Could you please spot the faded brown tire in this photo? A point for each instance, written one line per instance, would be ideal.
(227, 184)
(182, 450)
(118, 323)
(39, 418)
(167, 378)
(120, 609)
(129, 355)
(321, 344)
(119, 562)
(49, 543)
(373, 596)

——

About this task: Could you reproduce every line of the listing exactly?

Expected answer:
Could you please spot the faded brown tire in this photo? A point for each instance, written one line per instance, would be ideal.
(227, 184)
(182, 450)
(118, 323)
(39, 418)
(167, 378)
(120, 609)
(129, 355)
(321, 344)
(119, 562)
(49, 543)
(373, 596)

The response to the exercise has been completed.